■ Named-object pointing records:
## BEGIN
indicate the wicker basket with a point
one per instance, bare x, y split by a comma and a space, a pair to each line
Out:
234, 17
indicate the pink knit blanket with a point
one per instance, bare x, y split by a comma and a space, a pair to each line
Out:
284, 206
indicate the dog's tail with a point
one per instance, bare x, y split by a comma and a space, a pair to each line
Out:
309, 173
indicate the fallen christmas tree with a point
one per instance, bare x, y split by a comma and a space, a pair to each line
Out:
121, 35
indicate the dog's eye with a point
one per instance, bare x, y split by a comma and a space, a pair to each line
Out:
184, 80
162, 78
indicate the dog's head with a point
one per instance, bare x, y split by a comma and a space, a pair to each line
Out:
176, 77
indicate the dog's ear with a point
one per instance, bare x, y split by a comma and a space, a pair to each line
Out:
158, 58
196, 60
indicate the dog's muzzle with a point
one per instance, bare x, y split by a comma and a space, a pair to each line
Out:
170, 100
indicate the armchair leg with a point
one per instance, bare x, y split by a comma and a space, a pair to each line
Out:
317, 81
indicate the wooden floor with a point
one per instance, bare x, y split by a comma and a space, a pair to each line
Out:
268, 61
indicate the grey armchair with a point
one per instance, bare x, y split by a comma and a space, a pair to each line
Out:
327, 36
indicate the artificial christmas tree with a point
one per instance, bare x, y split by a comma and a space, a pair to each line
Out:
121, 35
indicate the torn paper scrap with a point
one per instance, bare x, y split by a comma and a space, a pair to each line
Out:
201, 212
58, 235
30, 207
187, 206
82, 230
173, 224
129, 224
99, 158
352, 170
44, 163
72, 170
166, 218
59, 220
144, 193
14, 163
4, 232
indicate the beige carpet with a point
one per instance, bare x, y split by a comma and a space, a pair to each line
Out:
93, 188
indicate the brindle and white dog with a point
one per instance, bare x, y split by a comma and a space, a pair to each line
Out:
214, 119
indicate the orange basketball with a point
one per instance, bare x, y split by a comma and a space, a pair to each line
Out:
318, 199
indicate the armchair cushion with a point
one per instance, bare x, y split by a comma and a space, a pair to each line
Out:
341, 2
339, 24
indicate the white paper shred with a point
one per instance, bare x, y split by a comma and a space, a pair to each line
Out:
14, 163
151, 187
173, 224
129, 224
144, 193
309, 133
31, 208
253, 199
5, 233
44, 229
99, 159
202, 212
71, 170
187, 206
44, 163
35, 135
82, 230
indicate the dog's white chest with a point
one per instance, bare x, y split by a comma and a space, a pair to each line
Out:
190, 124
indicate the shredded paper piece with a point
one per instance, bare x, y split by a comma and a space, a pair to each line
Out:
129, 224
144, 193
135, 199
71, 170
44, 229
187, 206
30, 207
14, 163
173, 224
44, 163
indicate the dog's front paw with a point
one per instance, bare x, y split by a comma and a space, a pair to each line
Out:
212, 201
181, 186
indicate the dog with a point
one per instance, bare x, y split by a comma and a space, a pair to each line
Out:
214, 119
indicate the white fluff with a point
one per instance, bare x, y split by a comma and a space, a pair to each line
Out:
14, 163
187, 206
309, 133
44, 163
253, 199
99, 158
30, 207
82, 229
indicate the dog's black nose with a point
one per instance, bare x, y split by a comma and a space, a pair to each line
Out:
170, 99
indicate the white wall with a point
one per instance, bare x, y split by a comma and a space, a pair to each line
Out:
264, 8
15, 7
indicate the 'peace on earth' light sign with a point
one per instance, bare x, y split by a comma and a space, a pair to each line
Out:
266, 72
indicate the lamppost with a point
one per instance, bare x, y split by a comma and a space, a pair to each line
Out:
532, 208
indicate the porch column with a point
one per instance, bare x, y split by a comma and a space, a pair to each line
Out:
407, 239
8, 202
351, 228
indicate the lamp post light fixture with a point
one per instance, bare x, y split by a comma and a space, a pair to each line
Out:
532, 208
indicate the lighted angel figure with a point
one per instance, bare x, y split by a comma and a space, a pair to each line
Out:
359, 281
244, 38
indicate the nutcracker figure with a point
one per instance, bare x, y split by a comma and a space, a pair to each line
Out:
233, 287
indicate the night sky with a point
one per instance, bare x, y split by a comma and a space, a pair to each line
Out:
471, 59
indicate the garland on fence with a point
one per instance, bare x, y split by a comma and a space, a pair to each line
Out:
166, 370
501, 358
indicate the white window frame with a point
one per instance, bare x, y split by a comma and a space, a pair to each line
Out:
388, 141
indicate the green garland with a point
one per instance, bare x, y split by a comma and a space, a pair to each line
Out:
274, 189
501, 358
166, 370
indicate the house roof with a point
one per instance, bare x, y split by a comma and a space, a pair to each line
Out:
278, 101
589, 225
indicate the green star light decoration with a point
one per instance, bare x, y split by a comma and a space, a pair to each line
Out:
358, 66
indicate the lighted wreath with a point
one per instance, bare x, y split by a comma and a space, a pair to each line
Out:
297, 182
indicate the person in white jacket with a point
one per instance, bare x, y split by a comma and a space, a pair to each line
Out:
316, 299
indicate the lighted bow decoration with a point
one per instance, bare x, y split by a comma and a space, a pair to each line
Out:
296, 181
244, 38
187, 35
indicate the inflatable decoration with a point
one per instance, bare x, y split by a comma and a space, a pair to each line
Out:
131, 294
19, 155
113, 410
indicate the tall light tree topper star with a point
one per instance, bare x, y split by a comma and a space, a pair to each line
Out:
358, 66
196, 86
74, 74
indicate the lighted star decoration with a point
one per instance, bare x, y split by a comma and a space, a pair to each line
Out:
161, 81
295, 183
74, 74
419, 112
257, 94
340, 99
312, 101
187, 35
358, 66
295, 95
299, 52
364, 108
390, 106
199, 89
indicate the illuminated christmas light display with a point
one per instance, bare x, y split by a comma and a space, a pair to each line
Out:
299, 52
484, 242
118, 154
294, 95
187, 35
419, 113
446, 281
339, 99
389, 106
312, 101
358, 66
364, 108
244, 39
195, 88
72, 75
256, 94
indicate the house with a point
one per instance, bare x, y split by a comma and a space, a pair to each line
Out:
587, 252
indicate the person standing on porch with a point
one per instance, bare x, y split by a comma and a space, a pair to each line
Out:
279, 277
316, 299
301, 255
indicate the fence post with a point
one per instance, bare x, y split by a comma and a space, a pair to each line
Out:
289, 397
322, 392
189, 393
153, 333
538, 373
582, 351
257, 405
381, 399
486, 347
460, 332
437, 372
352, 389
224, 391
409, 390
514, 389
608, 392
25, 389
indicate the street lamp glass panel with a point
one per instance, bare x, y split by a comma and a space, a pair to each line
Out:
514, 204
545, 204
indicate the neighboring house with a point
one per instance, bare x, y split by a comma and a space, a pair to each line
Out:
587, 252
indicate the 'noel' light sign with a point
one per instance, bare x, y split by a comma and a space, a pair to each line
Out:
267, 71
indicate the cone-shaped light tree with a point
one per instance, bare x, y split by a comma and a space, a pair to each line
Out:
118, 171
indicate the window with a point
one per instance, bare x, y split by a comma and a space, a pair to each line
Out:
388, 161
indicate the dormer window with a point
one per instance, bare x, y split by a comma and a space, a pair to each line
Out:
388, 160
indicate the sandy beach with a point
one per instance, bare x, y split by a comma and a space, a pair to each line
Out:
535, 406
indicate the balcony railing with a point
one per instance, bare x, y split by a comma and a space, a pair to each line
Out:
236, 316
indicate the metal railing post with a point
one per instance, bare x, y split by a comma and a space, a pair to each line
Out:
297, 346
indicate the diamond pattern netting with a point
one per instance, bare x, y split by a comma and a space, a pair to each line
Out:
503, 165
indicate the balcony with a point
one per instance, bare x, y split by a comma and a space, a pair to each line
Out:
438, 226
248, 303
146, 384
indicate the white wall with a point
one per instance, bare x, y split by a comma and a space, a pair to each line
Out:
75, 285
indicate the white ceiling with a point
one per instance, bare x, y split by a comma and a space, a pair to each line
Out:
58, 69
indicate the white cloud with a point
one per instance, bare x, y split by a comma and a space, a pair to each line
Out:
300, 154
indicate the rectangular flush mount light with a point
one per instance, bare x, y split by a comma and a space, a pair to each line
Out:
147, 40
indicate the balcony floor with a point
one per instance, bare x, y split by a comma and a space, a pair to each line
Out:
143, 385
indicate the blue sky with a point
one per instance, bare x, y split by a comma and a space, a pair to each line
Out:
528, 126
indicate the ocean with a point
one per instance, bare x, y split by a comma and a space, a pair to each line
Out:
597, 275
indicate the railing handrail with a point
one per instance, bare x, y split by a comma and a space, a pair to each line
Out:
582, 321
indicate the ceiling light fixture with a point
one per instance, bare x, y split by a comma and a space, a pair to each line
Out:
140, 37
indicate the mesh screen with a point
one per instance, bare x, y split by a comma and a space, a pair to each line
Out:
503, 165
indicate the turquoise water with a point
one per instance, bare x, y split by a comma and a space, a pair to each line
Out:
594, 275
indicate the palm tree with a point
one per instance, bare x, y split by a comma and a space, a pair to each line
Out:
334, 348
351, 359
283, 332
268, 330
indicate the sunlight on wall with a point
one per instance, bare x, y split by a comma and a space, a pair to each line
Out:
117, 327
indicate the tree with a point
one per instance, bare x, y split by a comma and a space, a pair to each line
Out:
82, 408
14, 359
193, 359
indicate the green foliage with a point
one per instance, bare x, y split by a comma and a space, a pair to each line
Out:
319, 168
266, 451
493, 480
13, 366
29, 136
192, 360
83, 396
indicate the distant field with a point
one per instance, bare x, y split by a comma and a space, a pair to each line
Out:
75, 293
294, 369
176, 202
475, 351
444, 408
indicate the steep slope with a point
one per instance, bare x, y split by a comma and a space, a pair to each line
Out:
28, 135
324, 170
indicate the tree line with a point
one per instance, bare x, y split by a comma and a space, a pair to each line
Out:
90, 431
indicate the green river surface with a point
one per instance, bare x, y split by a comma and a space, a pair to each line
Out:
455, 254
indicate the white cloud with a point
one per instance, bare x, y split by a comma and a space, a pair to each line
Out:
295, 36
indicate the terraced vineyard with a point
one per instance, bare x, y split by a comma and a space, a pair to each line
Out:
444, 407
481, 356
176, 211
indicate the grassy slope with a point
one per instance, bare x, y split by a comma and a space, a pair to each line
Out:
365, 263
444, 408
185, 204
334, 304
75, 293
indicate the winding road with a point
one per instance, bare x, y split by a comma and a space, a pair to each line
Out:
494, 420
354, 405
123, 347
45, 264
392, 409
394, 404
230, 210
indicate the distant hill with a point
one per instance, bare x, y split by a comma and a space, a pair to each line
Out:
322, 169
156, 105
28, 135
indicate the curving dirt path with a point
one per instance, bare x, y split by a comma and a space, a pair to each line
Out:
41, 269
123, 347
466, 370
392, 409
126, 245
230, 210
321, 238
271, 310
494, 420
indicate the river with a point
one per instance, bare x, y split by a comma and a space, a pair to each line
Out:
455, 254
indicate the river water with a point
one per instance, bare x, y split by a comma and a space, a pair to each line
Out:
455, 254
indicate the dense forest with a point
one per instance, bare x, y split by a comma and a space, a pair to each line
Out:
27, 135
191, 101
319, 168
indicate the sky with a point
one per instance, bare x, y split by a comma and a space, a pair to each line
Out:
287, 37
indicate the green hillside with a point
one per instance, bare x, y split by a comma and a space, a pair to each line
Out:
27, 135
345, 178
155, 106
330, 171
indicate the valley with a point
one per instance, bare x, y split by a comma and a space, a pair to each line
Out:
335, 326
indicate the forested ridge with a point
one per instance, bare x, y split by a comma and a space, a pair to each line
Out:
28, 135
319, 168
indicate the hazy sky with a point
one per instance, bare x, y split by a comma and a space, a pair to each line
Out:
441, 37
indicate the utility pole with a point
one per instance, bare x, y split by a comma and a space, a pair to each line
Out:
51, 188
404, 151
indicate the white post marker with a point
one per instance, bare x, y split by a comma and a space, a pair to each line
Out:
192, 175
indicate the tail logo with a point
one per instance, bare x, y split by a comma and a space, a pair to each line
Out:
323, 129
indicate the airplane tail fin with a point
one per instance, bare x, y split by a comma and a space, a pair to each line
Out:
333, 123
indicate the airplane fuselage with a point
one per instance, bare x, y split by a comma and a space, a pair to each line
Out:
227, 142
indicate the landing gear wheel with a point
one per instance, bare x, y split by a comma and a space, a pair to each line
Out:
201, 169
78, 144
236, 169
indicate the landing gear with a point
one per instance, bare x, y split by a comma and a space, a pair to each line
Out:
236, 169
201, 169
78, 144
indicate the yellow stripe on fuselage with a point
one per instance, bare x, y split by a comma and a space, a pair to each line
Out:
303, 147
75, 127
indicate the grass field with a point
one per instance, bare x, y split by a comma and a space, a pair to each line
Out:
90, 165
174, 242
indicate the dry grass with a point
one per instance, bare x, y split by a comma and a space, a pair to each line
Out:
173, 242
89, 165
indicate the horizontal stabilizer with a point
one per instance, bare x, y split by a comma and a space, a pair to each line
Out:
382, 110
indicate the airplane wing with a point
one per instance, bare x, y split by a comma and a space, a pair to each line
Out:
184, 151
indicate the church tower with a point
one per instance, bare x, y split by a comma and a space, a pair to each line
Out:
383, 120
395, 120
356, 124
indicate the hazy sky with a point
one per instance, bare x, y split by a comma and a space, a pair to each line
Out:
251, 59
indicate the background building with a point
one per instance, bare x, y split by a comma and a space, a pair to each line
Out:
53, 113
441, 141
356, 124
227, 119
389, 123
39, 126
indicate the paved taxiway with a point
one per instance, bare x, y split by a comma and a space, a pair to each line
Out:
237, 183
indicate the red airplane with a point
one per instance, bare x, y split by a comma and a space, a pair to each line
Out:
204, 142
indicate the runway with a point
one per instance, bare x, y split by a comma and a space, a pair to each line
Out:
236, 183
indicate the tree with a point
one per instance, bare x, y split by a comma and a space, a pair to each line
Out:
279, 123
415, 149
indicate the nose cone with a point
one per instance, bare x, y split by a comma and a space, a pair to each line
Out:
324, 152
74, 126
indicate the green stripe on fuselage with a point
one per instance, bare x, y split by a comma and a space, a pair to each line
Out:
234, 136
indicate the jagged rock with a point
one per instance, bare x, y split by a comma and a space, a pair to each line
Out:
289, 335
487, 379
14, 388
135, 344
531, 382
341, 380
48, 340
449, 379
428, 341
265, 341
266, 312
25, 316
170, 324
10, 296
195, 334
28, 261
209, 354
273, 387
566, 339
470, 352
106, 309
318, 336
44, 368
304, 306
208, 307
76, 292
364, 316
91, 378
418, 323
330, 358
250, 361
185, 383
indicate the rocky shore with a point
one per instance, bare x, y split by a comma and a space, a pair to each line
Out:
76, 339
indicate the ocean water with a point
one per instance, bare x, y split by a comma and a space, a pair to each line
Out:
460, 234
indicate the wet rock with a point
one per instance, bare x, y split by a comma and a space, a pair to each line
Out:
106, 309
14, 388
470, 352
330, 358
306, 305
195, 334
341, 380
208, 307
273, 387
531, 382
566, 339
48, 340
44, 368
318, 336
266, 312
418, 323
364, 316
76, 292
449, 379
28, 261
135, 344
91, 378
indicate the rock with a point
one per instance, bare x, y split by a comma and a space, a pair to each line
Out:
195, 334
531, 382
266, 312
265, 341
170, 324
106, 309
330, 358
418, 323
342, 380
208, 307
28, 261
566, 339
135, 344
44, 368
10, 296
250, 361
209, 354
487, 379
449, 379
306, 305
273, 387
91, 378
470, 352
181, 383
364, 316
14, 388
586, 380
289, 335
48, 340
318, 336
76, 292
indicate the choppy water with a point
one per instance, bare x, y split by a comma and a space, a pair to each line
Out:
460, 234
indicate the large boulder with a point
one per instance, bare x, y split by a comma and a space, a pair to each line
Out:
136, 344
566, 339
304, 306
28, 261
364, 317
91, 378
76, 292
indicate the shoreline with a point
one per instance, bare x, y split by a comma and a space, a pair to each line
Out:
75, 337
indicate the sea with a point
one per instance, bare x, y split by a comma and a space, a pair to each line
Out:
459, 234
## END
■ Task to complete: Give back exactly the lines that run from the line with "indicate the choppy water with a point" through the close of the material, counting both ends, and nothing more.

■ Response:
indicate the choppy water with a point
one per instance, bare x, y split by a comma and a space, a pair to each line
Out:
460, 234
indicate the large boulder with a point
one per instance, bare x, y split by a comma and a space, a pair to each line
Out:
136, 344
566, 339
304, 306
28, 261
364, 317
91, 378
76, 292
indicate the shoreline with a point
one per instance, bare x, y split by a comma and a space, a pair to each line
Out:
75, 337
indicate the sea with a point
one per instance, bare x, y split by a comma and a space, a pair to each line
Out:
459, 234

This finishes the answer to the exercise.